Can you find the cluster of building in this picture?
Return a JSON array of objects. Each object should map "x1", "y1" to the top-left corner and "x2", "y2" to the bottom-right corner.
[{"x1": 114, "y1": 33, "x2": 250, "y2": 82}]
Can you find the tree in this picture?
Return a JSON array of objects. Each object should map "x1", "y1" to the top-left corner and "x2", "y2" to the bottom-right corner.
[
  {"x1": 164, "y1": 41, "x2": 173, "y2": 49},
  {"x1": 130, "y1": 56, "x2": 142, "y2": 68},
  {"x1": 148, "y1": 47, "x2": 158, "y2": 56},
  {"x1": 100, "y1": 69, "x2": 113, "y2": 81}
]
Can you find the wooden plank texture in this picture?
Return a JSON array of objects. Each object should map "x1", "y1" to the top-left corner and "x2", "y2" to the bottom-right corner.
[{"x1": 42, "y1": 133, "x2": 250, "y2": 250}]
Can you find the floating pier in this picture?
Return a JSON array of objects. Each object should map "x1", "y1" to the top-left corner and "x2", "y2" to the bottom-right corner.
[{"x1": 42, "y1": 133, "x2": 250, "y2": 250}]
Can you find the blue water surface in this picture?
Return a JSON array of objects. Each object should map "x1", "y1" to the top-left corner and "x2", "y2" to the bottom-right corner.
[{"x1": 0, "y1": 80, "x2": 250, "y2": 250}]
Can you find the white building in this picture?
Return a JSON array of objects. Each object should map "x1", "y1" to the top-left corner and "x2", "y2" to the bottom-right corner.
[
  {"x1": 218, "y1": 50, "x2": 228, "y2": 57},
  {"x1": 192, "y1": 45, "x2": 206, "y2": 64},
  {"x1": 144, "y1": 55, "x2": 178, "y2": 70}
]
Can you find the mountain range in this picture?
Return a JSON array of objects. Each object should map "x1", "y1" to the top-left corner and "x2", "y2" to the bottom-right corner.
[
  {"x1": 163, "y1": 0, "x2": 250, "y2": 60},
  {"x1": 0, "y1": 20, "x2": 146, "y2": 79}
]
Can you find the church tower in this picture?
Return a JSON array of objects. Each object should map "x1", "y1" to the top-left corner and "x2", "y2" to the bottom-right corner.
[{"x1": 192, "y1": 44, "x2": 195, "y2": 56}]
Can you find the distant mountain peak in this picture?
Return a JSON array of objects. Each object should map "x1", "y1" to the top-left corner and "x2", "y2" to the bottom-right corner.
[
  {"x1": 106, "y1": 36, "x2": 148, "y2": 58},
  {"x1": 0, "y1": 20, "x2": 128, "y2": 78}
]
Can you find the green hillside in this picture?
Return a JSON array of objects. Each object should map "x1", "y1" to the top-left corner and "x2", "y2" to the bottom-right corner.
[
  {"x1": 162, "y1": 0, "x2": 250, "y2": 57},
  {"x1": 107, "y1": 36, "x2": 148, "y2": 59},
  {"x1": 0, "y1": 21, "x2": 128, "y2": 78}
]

# # # # #

> _Direction_:
Copy all of the material above word for word, keeping every line in its original order.

> _The solution_:
Can you find the cluster of building in this picture?
Return a JSON array of objects. Each object should map "x1", "y1" to the top-left corner and "x2", "y2" to the bottom-right corner.
[{"x1": 114, "y1": 33, "x2": 250, "y2": 82}]
Can you find the tree in this picture?
Return a JSON array of objects. Each object should map "x1", "y1" to the top-left corner and "x2", "y2" to the bottom-right corner.
[
  {"x1": 164, "y1": 41, "x2": 173, "y2": 49},
  {"x1": 130, "y1": 56, "x2": 142, "y2": 68},
  {"x1": 148, "y1": 47, "x2": 158, "y2": 56},
  {"x1": 100, "y1": 69, "x2": 113, "y2": 81}
]
Can you find the wooden plank texture in this picture?
Return a JSON array of objects. Each object should map "x1", "y1" to the top-left corner and "x2", "y2" to the bottom-right corner.
[{"x1": 42, "y1": 133, "x2": 250, "y2": 250}]
Can you find the floating pier in this picture?
Return a JSON array of objects. Each object should map "x1", "y1" to the top-left corner and "x2", "y2" to the bottom-right corner.
[{"x1": 42, "y1": 133, "x2": 250, "y2": 250}]
Can you find the blue water surface in this picture?
Return a JSON array of objects. Each object should map "x1", "y1" to the top-left corner and "x2", "y2" to the bottom-right corner.
[{"x1": 0, "y1": 80, "x2": 250, "y2": 250}]
Can you find the white building in this picture?
Return a JSON array of objects. Each object should map "x1", "y1" to the top-left corner and "x2", "y2" to the bottom-right corner.
[
  {"x1": 218, "y1": 50, "x2": 228, "y2": 57},
  {"x1": 192, "y1": 45, "x2": 206, "y2": 64},
  {"x1": 144, "y1": 55, "x2": 178, "y2": 70}
]
Can you find the mountain range in this picture?
Return a JSON array of objects. Each object should map "x1", "y1" to the top-left corner and "x2", "y2" to the bottom-right corner.
[
  {"x1": 163, "y1": 0, "x2": 250, "y2": 60},
  {"x1": 0, "y1": 20, "x2": 146, "y2": 79}
]
Can you find the church tower in this picture?
Return a JSON array of objects. Each object should map "x1", "y1" to the top-left corner and "x2", "y2" to the bottom-right corner.
[{"x1": 192, "y1": 44, "x2": 195, "y2": 56}]
Can you find the distant mountain peak in this picture?
Return a JSON array of objects. Each object should map "x1", "y1" to the top-left corner and "x2", "y2" to the bottom-right corner.
[
  {"x1": 106, "y1": 36, "x2": 148, "y2": 58},
  {"x1": 0, "y1": 20, "x2": 128, "y2": 78}
]
Can you find the green hillside in this picture?
Return a JSON array of objects. Each object should map "x1", "y1" to the top-left corner and "x2", "y2" to the bottom-right corner.
[
  {"x1": 162, "y1": 0, "x2": 250, "y2": 57},
  {"x1": 107, "y1": 36, "x2": 148, "y2": 59},
  {"x1": 0, "y1": 21, "x2": 128, "y2": 78}
]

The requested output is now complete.